And can we assume that I1 = -I3 and I4 = I2 if all conductors have no resistance ?

 

[GLS]

but the question is waht's the value of I4?

I'd guess so, as those 4 nodes, assuming no wire resistance, behave like just one. :shrug:

 

[Topper]

I'd guess so, as those 4 nodes, assuming no wire resistance, behave like just one. :shrug:

That were also my thoughts.
So if R=0, then U=R*I=0,
but I=U/R, so it's a division by zero, thats not allowed, even 0/0 is not allowed!


This is why I got confused assuming that these are superconductors.
And this brought me to this Topic: https://en.wikipedia.org/wiki/London_equations, I don't want to say I can understand that ;-)

While it is important to note that the above equations cannot be formally derived,[10] the Londons did follow a certain intuitive logic in the formulation of their theory. Substances across a stunningly wide range of composition behave roughly according to Ohm's law, which states that current is proportional to electric field. However, such a linear relationship is impossible in a superconductor for, almost by definition, the electrons in a superconductor flow with no resistance whatsoever.

 

[kuddel]

I am assuming you should apply Kirchhoff's laws, right?

 

[Topper]

I am assuming you should apply Kirchhoff's laws, right?

Yes of course we have :thumbup:

 

[kuddel]

Numerically those "wire-loops" are a not a thing easy to calculate...

If you try the circuit below at http://www.falstad.com/circuit/ for example, you immediately get an error message once you close both switches at the same time (thus creating the wire-loop)

Direct link: http://tinyurl.com/y4wupqqm

 

[Miner1]

I think the problem here is that Kirchhoff's current law produces a set on linearly dependent equations for the loop. You need another independent condition. Kirchhoff's voltage law would, assuming no voltage drop between the nodes, cause the loop to collapse into just a single node.

Another possible path is to assume that the red triangles are diodes that only allow current in the direction indicated. With this assumption, I've found two possible solutions.

i4 = 0 => i1 = 15, i2 = 7, and i3 = 6

and

i3 = 0 => i1 = 9, i2 = 1, and i4 = 6

*Aim of the task*
Write out the section of the thread on zero-resistance wire loops from "So if R=0, then" up to and including "these are superconductors.". The listing comes from a separate source, unrelated to the thread.

Picture shape-labeling items
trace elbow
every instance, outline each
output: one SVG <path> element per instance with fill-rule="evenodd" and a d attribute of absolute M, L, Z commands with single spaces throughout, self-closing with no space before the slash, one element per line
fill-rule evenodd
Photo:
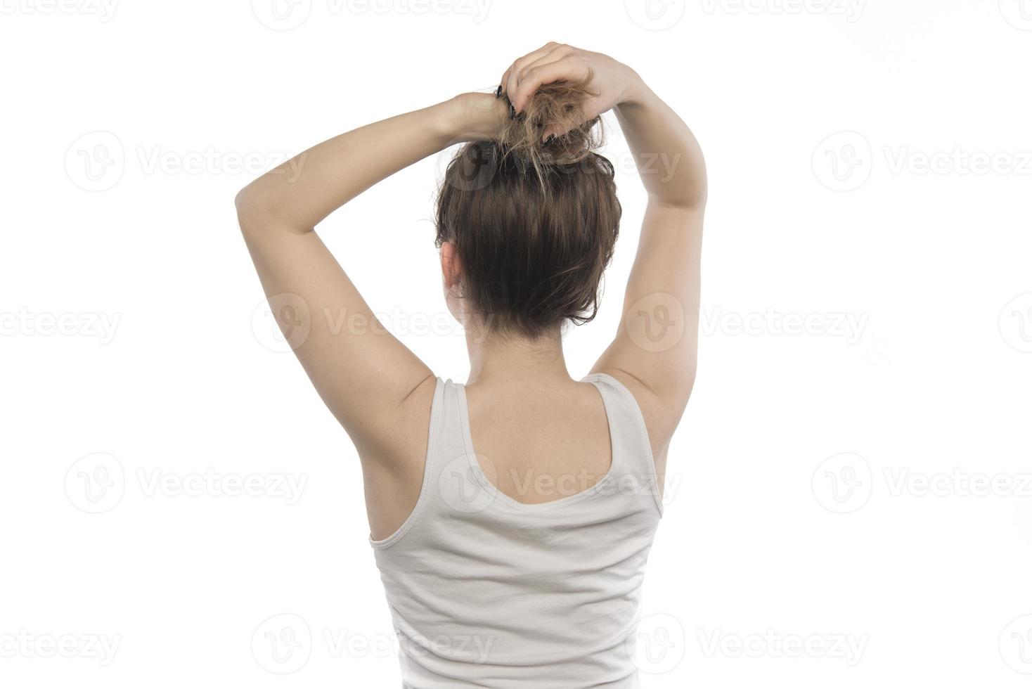
<path fill-rule="evenodd" d="M 269 225 L 271 214 L 261 202 L 261 196 L 256 192 L 254 183 L 236 192 L 233 203 L 236 206 L 236 221 L 240 225 L 241 232 L 255 232 Z"/>

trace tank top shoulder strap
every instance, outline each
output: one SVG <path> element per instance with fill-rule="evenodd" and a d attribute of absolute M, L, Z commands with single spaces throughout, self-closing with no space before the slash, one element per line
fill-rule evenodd
<path fill-rule="evenodd" d="M 599 389 L 606 405 L 614 472 L 626 477 L 642 491 L 650 493 L 659 514 L 663 514 L 652 445 L 638 400 L 626 386 L 608 373 L 591 373 L 581 380 Z"/>
<path fill-rule="evenodd" d="M 423 464 L 423 486 L 409 518 L 394 533 L 383 540 L 370 540 L 374 548 L 387 548 L 405 536 L 424 513 L 432 514 L 434 505 L 441 498 L 449 501 L 451 487 L 448 484 L 450 472 L 456 468 L 456 459 L 462 460 L 465 455 L 461 409 L 458 390 L 452 381 L 438 378 L 433 389 L 433 399 L 430 402 L 430 421 L 426 437 L 426 457 Z"/>

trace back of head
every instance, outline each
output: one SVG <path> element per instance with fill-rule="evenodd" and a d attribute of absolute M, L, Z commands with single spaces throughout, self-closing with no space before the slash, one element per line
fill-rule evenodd
<path fill-rule="evenodd" d="M 458 289 L 494 332 L 540 337 L 594 318 L 620 221 L 613 165 L 581 122 L 583 85 L 541 87 L 491 141 L 464 144 L 438 197 L 437 242 Z M 568 133 L 542 142 L 546 128 Z"/>

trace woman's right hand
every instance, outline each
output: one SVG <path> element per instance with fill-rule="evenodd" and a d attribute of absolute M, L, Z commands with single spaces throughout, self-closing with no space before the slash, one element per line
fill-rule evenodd
<path fill-rule="evenodd" d="M 634 98 L 642 83 L 635 70 L 608 55 L 552 42 L 516 60 L 502 76 L 502 91 L 521 112 L 539 87 L 561 80 L 586 80 L 594 94 L 584 103 L 585 122 Z"/>

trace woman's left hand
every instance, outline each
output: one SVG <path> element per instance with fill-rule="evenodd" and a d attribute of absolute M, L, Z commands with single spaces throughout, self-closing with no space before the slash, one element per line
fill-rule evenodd
<path fill-rule="evenodd" d="M 635 70 L 608 55 L 552 42 L 516 60 L 502 76 L 502 91 L 522 112 L 541 85 L 562 80 L 586 80 L 594 94 L 584 103 L 585 121 L 631 98 L 641 84 Z"/>

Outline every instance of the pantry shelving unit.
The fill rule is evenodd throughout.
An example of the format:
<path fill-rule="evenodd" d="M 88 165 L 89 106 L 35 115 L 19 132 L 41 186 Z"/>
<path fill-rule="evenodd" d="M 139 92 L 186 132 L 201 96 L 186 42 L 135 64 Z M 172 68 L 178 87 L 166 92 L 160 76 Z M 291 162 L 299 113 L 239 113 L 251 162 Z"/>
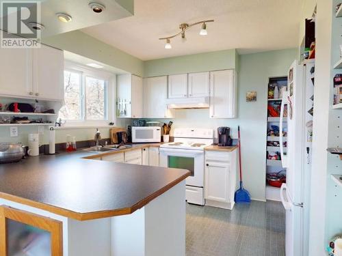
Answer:
<path fill-rule="evenodd" d="M 267 85 L 267 91 L 269 92 L 269 97 L 272 98 L 272 94 L 271 93 L 271 97 L 269 96 L 269 91 L 274 89 L 276 85 L 276 89 L 278 89 L 279 93 L 276 94 L 276 98 L 268 98 L 267 99 L 267 107 L 268 105 L 272 106 L 276 111 L 280 113 L 280 106 L 282 102 L 280 91 L 282 91 L 280 89 L 285 87 L 287 88 L 287 77 L 272 77 L 269 79 L 269 83 Z M 282 89 L 284 91 L 284 89 Z M 278 94 L 278 96 L 276 95 Z M 274 94 L 273 94 L 273 96 Z M 276 133 L 275 135 L 269 136 L 269 132 L 270 130 L 275 130 L 276 128 L 278 130 L 279 129 L 279 123 L 280 122 L 280 117 L 272 117 L 270 116 L 269 111 L 267 111 L 267 137 L 266 141 L 266 175 L 267 173 L 276 173 L 279 171 L 284 169 L 282 167 L 281 160 L 278 159 L 268 159 L 268 156 L 269 153 L 271 154 L 276 154 L 279 155 L 279 152 L 280 151 L 279 147 L 279 141 L 280 138 L 278 134 Z M 287 120 L 286 117 L 282 117 L 283 126 L 285 128 L 285 130 L 287 130 Z M 274 129 L 276 128 L 276 129 Z M 286 137 L 282 138 L 283 141 L 286 141 Z M 286 147 L 284 148 L 284 152 L 286 152 Z M 267 200 L 273 200 L 273 201 L 280 201 L 280 188 L 275 186 L 269 186 L 266 181 L 266 195 L 265 197 Z"/>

*Task response*
So if R=0, then U=R*I=0,
but I=U/R, so it's a division by zero, thats not allowed, even 0/0 is not allowed!


This is why I got confused assuming that these are superconductors.